▶ [Required task a]
Quote the rows below without any change, from the line with "Segment every instance of the wooden" up to and including the line with "280 133 L 278".

▶ [Page]
[Begin]
How Rapid7 automates vulnerability risk scores with ML pipelines using Amazon SageMaker AI

This post is cowritten with Jimmy Cancilla from Rapid7.

Organizations are managing increasingly distributed systems, which span on-premises infrastructure, cloud services, and edge devices. As systems become interconnected and exchange data, the potential pathways for exploitation multiply, and vulnerability management becomes critical to managing risk. Vulnerability management (VM) is the process of identifying, classifying, prioritizing, and remediating security weaknesses in software, hardware, virtual machines, Internet of Things (IoT) devices, and similar assets. When new vulnerabilities are discovered, organizations are under pressure to remediate them. Delayed responses can open the door to exploits, data breaches, and reputational harm. For organizations with thousands or millions of software assets, effective triage and prioritization for the remediation of vulnerabilities are critical.

To support this process, the Common Vulnerability Scoring System (CVSS) has become the industry standard for evaluating the severity of software vulnerabilities. CVSS v3.1, published by the Forum of Incident Response and Security Teams (FIRST), provides a structured and repeatable framework for scoring vulnerabilities across multiple dimensions: exploitability, impact, attack vector, and others. With new threats emerging constantly, security teams need standardized, near real-time data to respond effectively. CVSS v3.1 is used by organizations such as NIST and major software vendors to prioritize remediation efforts, support risk assessments, and comply with standards.

There is, however, a critical gap that emerges before a vulnerability is formally standardized. When a new vulnerability is disclosed, vendors aren’t required to include a CVSS score alongside the disclosure. Additionally, third-party organizations such as NIST aren’t obligated or bound by specific timelines to analyze vulnerabilities and assign CVSS scores. As a result, many vulnerabilities are made public without a corresponding CVSS score. This situation can leave customers uncertain about how to respond: should they patch the newly discovered vulnerability immediately, monitor it for a few days, or deprioritize it? Our goal with machine learning (ML) is to provide Rapid7 customers with a timely answer to this critical question.

Rapid7 helps organizations protect what matters most so innovation can thrive in an increasingly connected world. Rapid7’s comprehensive technology, services, and community-focused research remove complexity, reduce vulnerabilities, monitor for malicious behavior, and shut down attacks. In this post, we share how Rapid7 implemented end-to-end automation for the training, validation, and deployment of ML models that predict CVSS vectors. Rapid7 customers have the information they need to accurately understand their risk and prioritize remediation measures.

Rapid7’s solution architecture

Rapid7 built their end-to-end solution using Amazon SageMaker AI, the Amazon Web Services (AWS) fully managed ML service to build, train, and deploy ML models into production environments. SageMaker AI provides powerful compute for ephemeral tasks, orchestration tools for building automated pipelines, a model registry for tracking model artifacts and versions, and scalable deployment to configurable endpoints.
[End]
Region segmentation data
[Begin]
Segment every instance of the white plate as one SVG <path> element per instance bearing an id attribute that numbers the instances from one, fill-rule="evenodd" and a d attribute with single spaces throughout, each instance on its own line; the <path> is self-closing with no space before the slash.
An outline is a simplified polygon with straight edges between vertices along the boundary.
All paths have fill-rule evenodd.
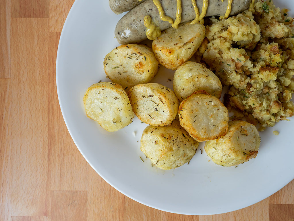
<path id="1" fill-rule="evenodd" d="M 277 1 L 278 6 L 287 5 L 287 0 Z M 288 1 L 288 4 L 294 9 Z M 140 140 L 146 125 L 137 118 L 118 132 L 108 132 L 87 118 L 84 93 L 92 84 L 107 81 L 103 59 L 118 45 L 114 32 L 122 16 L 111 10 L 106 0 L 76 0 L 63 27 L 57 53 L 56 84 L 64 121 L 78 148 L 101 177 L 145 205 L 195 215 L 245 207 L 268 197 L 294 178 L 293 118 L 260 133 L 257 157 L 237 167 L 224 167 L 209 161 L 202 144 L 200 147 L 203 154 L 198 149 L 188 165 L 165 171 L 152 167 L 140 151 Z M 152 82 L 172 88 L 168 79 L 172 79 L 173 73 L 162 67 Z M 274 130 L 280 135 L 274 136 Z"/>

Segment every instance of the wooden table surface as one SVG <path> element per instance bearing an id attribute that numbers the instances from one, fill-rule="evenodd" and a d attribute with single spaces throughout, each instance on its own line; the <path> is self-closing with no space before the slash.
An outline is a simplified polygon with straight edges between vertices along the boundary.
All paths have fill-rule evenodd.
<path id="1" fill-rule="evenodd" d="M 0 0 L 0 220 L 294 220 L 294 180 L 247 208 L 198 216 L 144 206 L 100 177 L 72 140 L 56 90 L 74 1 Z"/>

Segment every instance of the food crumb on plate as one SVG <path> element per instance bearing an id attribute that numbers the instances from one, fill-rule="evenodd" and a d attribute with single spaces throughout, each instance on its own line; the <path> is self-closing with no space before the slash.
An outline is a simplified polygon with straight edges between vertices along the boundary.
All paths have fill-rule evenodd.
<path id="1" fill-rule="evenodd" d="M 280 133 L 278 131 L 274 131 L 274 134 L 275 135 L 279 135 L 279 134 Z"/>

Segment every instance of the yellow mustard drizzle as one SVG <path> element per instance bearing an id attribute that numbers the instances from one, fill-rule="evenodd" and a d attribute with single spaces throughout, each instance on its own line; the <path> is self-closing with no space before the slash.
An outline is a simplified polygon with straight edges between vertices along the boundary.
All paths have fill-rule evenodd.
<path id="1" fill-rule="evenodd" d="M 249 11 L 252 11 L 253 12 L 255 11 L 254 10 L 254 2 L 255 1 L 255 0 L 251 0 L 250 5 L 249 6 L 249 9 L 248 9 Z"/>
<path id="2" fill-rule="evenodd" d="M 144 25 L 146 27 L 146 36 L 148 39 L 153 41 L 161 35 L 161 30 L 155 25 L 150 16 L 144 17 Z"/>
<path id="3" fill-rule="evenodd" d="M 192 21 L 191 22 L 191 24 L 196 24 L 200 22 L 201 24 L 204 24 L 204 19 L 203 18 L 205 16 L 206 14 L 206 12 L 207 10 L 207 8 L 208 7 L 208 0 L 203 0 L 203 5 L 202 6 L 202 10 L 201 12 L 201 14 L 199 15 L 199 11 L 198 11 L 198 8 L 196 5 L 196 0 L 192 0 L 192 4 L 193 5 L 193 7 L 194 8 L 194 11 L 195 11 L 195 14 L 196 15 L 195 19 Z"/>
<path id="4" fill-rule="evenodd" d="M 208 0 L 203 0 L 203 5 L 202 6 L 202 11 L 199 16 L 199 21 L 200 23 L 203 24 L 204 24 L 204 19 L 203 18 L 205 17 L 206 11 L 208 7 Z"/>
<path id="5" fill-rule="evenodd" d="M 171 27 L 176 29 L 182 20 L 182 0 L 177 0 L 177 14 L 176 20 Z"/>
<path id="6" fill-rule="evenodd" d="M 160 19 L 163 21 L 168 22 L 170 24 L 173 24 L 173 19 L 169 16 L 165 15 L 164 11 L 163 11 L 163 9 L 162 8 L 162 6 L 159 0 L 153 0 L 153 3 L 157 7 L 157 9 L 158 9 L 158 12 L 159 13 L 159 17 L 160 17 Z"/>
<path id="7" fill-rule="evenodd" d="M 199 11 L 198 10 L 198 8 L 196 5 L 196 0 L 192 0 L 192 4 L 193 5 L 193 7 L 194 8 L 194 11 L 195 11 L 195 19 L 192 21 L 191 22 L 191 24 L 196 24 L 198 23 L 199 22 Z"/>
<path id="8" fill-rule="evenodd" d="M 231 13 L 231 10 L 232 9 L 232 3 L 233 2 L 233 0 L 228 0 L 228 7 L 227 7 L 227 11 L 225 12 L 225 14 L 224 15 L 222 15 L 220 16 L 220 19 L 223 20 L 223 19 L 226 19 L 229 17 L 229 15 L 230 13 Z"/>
[End]
▶ [Required task b]
From the article on Rapid7's vulnerability risk scores, print the passage from "Rapid7’s solution architecture" up to and including "to configurable endpoints." with no alterations.

▶ [Correct result a]
Segment every instance of the wooden table surface as one SVG <path> element per instance bearing an id attribute that numbers the instances from one, fill-rule="evenodd" and a d attribute with single spaces throughout, each instance on its own line; the <path> is self-closing with no space before the slash.
An outline is a simplified polygon with straight edges between vertices along the boundary.
All paths have fill-rule evenodd.
<path id="1" fill-rule="evenodd" d="M 0 0 L 0 220 L 294 220 L 294 180 L 247 208 L 198 216 L 144 206 L 100 177 L 72 140 L 56 90 L 74 1 Z"/>

Segment every instance of the food crumb on plate as one SVG <path> element per instance bearing an id attribute that numbers the instances from one, fill-rule="evenodd" and a d attribute with single spaces throughout, each instance on its own line; the <path> is self-closing with no space before the slash.
An outline is a simplified polygon with straight edges between vertices along the boundary.
All paths have fill-rule evenodd.
<path id="1" fill-rule="evenodd" d="M 280 133 L 278 131 L 274 131 L 274 134 L 275 135 L 279 135 L 279 134 Z"/>

▶ [Correct result b]
Rapid7’s solution architecture

Rapid7 built their end-to-end solution using Amazon SageMaker AI, the Amazon Web Services (AWS) fully managed ML service to build, train, and deploy ML models into production environments. SageMaker AI provides powerful compute for ephemeral tasks, orchestration tools for building automated pipelines, a model registry for tracking model artifacts and versions, and scalable deployment to configurable endpoints.